- **Referring expression data**
--------------------------------------------------

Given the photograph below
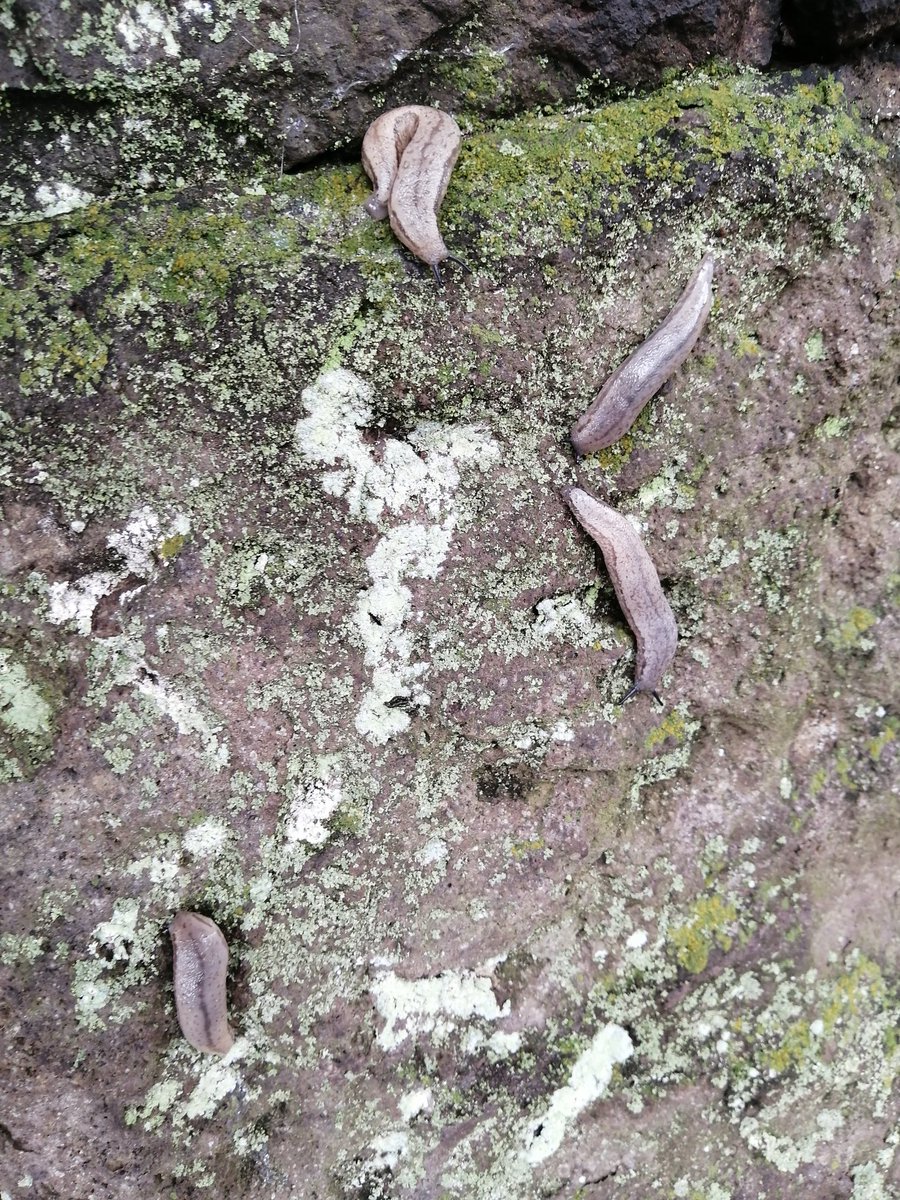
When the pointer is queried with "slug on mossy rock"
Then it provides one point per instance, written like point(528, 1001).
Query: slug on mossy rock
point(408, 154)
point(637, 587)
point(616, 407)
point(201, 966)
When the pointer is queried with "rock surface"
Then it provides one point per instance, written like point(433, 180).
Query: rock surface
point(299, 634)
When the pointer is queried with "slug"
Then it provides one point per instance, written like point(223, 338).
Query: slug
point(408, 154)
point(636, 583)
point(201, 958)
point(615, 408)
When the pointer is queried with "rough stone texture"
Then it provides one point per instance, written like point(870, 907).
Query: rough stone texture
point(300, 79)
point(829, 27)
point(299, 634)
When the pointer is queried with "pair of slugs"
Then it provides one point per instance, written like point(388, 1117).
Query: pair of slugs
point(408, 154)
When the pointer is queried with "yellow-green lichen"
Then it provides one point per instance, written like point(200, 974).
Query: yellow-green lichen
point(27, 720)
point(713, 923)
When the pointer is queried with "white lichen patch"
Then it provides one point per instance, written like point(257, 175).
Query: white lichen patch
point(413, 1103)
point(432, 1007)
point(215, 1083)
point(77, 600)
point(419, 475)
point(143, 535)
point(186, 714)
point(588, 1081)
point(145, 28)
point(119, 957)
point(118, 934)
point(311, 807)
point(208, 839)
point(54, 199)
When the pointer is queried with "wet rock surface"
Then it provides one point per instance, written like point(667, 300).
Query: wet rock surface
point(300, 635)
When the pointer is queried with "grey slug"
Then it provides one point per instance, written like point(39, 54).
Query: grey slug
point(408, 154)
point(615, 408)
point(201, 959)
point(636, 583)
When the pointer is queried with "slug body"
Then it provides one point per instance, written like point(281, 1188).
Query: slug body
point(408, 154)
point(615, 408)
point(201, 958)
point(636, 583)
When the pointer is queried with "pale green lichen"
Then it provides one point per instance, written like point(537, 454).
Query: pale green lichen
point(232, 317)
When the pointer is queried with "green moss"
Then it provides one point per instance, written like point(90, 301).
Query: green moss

--------------------------------------------------

- **The problem**
A faithful copy of every record is required, with no pictures included.

- **Solution to this problem**
Given the photograph below
When the pointer is queried with "slug on mossy rock"
Then it provides one point per instance, written like point(528, 1001).
Query: slug on mossy rock
point(408, 154)
point(637, 587)
point(616, 407)
point(201, 966)
When the pointer is queried with "rock surface"
Then it provides one point per instance, written like point(433, 180).
Query: rock surface
point(299, 634)
When the pointer is queried with "slug"
Then it provides one point per instance, written like point(223, 338).
Query: slug
point(408, 154)
point(636, 583)
point(201, 958)
point(615, 408)
When the pointer is queried with "rough stone texture"
Then it provides one point per instance, written like point(870, 907).
Query: rough stone texture
point(300, 79)
point(829, 27)
point(299, 634)
When the pointer is queried with "pair of slugs"
Then it provides one point per instance, written like point(388, 1117).
Query: pair of slugs
point(408, 154)
When the pointer is queried with "yellow-green lichen"
Then it provides one point per instance, written like point(200, 974).
Query: yellow-green lichen
point(27, 720)
point(713, 923)
When the pointer is queried with "white lichen patch"
Then it provides one point per instance, written like point(257, 175).
Query: white lichen patch
point(413, 1103)
point(432, 1007)
point(215, 1083)
point(77, 600)
point(419, 475)
point(143, 535)
point(186, 714)
point(588, 1081)
point(145, 28)
point(119, 957)
point(118, 934)
point(311, 807)
point(208, 839)
point(54, 199)
When the pointer is queried with "wet rock surface"
Then it provides one point per instance, written like point(667, 300).
Query: wet rock surface
point(300, 635)
When the pointer is queried with "grey slug"
Then it provides one point per instance, written like point(39, 54).
Query: grey slug
point(408, 154)
point(615, 408)
point(201, 959)
point(636, 583)
When the pointer is queried with "slug body"
Then it provides one point per instance, written like point(281, 1188).
Query: slug body
point(408, 154)
point(615, 408)
point(201, 958)
point(636, 583)
When the pointer is queried with "pale green lichen"
Then it provides one point per instance, written like point(537, 454).
Query: pale green lichen
point(232, 317)
When the pointer is queried with "green moss"
Then it provides one point per instance, written like point(90, 301).
Query: green moss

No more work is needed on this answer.